→ Work instructions
Repeat the items from the line with "For each instance of the small" up to and including the line with "[[1008, 385]]", swapping each "marker" for "pin" and leaving everything else untouched.
.....
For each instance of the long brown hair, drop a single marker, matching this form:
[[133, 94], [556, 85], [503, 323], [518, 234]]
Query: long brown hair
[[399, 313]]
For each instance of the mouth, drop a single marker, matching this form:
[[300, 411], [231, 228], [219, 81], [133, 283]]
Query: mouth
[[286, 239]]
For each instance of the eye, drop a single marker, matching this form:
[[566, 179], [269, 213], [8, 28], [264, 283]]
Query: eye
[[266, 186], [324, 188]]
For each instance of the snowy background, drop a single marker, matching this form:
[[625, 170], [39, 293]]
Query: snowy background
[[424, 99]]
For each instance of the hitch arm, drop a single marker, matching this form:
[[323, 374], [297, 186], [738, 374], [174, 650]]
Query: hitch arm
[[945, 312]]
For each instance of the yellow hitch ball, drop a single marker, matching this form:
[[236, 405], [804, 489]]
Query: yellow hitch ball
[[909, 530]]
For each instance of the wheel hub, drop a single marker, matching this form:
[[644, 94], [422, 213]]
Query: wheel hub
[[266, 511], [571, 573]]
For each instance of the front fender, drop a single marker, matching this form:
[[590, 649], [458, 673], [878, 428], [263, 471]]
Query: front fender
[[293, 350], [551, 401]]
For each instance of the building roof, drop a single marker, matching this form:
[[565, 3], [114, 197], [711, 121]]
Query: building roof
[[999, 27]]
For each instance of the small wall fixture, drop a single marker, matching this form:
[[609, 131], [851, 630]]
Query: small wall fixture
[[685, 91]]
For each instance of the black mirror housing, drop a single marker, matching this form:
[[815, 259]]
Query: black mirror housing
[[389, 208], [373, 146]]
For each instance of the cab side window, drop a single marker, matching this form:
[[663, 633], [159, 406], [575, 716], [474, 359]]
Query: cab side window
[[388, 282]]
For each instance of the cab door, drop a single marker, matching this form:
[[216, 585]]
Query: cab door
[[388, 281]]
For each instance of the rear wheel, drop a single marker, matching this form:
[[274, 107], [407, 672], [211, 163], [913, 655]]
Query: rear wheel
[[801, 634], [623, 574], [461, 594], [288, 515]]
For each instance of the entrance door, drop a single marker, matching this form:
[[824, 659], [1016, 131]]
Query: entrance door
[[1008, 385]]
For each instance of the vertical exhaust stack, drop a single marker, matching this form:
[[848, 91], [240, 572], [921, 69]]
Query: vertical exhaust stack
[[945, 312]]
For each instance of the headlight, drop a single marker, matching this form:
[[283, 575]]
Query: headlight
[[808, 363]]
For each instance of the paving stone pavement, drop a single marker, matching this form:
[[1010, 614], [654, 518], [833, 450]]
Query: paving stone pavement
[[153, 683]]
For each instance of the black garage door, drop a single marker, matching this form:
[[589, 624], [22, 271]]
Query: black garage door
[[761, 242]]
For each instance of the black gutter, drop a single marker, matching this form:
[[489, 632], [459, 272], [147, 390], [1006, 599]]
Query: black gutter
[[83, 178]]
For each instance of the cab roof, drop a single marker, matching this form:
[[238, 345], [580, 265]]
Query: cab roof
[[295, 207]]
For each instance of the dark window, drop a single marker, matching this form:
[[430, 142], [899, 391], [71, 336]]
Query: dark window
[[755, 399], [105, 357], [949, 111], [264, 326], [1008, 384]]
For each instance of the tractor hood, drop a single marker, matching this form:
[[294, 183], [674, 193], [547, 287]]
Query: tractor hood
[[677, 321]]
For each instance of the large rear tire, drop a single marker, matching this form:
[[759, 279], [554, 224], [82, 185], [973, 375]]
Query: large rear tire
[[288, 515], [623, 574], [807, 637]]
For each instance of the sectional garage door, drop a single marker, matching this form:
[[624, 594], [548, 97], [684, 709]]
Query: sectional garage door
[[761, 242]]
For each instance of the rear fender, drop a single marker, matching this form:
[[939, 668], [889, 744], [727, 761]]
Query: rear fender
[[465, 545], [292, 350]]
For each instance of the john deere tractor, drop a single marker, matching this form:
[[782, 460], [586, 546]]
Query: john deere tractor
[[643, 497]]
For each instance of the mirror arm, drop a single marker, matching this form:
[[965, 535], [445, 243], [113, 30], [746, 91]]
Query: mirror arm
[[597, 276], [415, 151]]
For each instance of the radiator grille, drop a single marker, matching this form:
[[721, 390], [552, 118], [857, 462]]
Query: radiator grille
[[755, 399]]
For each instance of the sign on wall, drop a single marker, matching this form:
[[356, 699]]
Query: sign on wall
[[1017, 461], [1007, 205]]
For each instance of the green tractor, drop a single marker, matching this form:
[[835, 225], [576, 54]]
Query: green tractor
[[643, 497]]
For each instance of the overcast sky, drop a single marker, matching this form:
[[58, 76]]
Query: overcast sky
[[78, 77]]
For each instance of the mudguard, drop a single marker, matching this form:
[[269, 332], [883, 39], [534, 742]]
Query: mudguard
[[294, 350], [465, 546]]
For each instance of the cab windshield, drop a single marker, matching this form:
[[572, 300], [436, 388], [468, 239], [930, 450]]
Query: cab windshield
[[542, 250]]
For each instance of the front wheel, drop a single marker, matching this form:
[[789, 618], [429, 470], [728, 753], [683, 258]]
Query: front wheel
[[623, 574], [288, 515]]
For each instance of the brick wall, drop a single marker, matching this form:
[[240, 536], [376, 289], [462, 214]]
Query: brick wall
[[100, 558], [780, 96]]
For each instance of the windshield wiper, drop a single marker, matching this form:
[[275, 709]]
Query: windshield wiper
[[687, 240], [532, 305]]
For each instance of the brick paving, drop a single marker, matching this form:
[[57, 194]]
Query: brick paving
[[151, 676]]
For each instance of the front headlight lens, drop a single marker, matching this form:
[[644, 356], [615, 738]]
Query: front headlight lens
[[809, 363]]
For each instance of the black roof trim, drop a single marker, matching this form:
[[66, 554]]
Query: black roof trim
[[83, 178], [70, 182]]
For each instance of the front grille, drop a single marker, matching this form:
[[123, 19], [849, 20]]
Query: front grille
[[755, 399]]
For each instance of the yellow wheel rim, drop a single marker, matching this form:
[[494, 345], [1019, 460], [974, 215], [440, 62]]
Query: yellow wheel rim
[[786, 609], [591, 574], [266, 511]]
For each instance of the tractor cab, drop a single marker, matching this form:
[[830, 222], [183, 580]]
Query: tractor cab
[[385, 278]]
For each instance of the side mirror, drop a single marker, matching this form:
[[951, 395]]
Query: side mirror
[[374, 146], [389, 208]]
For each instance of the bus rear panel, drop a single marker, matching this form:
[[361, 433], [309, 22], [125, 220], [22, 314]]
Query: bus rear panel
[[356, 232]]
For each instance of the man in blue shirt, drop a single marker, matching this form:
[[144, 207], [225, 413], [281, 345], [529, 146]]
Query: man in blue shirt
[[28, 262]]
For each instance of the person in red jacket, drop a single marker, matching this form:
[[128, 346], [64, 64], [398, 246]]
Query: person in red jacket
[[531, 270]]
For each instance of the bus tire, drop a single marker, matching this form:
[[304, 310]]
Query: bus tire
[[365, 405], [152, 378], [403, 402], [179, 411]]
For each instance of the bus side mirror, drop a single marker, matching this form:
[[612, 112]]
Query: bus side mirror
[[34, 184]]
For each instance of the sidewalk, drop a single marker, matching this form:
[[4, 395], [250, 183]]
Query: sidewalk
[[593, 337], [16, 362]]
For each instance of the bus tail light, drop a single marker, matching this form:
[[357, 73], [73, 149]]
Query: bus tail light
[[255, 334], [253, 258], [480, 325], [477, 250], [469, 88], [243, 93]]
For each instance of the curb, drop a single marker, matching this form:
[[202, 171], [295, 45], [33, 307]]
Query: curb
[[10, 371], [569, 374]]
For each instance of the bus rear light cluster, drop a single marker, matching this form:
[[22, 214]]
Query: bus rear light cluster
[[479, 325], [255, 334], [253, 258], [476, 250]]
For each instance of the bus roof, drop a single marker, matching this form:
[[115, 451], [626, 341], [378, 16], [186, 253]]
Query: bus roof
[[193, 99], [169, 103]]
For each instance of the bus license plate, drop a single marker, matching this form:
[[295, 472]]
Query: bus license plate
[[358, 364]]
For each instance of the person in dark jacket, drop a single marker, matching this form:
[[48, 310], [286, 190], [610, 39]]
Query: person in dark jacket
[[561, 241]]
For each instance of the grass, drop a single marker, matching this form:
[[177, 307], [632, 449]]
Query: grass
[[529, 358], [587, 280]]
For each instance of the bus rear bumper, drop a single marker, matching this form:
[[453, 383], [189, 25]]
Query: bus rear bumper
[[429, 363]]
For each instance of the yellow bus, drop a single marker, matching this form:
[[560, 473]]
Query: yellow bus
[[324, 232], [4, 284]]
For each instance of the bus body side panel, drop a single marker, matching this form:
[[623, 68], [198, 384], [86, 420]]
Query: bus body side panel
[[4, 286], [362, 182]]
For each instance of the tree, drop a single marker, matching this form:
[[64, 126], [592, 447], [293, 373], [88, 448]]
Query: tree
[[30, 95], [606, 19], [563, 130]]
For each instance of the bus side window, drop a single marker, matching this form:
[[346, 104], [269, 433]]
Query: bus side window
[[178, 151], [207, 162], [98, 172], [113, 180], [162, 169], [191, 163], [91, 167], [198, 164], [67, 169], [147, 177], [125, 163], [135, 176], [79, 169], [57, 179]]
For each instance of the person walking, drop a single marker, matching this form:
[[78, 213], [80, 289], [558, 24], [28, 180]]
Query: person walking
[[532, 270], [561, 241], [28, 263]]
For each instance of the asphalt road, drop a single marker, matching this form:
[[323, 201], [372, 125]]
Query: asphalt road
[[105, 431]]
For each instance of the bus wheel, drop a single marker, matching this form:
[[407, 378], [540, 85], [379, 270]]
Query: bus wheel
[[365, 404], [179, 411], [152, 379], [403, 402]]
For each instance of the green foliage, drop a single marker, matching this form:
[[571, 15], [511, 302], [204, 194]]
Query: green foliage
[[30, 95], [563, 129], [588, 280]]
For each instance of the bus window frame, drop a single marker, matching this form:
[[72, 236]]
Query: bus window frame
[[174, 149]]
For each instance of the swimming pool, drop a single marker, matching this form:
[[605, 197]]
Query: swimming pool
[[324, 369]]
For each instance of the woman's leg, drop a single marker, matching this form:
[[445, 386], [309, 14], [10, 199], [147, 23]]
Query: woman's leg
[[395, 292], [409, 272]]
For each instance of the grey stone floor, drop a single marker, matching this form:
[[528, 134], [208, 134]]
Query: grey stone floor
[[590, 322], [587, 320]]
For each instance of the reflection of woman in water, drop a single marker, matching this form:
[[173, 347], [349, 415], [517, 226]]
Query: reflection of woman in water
.....
→ Written answer
For each instance of the small wall fixture, drop a single pin, matching this form:
[[609, 131], [851, 630]]
Query: small wall fixture
[[685, 91]]
For each instance of the black mirror housing, drop a single pin, matching this form:
[[815, 259]]
Query: black mirror housing
[[389, 208], [373, 146]]
For each instance of the cab side window, drop a single pin, matching this form:
[[663, 633], [159, 406], [575, 716], [474, 359]]
Query: cab side window
[[388, 282]]
For each instance of the cab door, drop a single pin, matching this form:
[[216, 585]]
Query: cab door
[[388, 281]]
For each instance of the rear wheel, drop a single pin, matching this form:
[[274, 107], [407, 672], [211, 163], [913, 655]]
Query: rear wheel
[[801, 634], [623, 574], [461, 594], [288, 515]]
For each instance of the entrance door, drop a single pin, matching this form:
[[824, 659], [1016, 131]]
Query: entrance door
[[1008, 385]]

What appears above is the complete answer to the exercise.